## TASK INPUTS
---------------

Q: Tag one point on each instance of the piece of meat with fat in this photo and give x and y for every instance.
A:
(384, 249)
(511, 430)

---------------

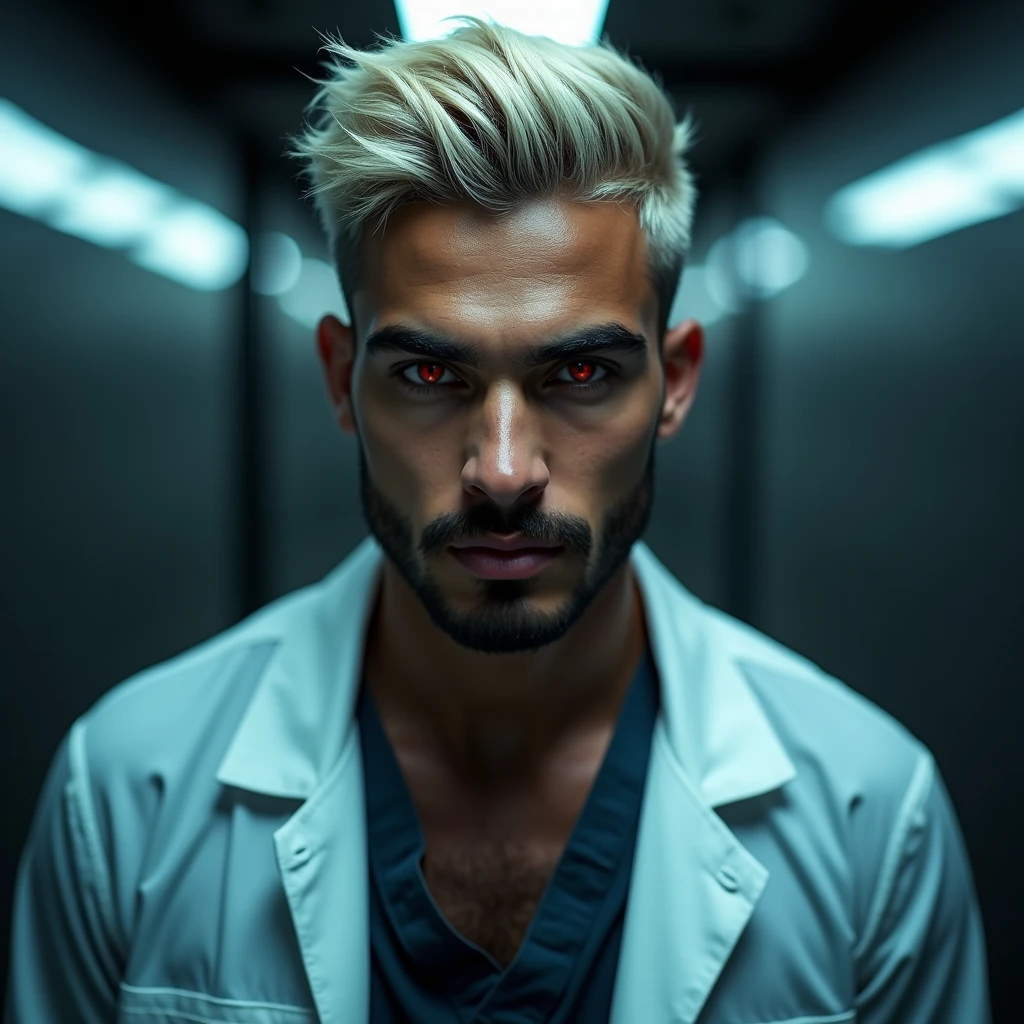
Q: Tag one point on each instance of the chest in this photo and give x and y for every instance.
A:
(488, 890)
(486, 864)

---------------

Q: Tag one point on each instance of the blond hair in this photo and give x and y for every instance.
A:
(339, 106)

---------------

## WORK TO BE COMPLETED
Which lines in the data above contain the word "each" with the same capitalization? Pull out every such line in full.

## RESULT FOR THIS EXERCISE
Q: Tag one point on each instance of the piece of meat with fat in this photo and give x and y for every instance.
Q: Tag one point on each instance of the chest in this photo and give x and y for every instance.
Q: Tag one point on each instance of the blond hair in this photo and give x and y for every instance.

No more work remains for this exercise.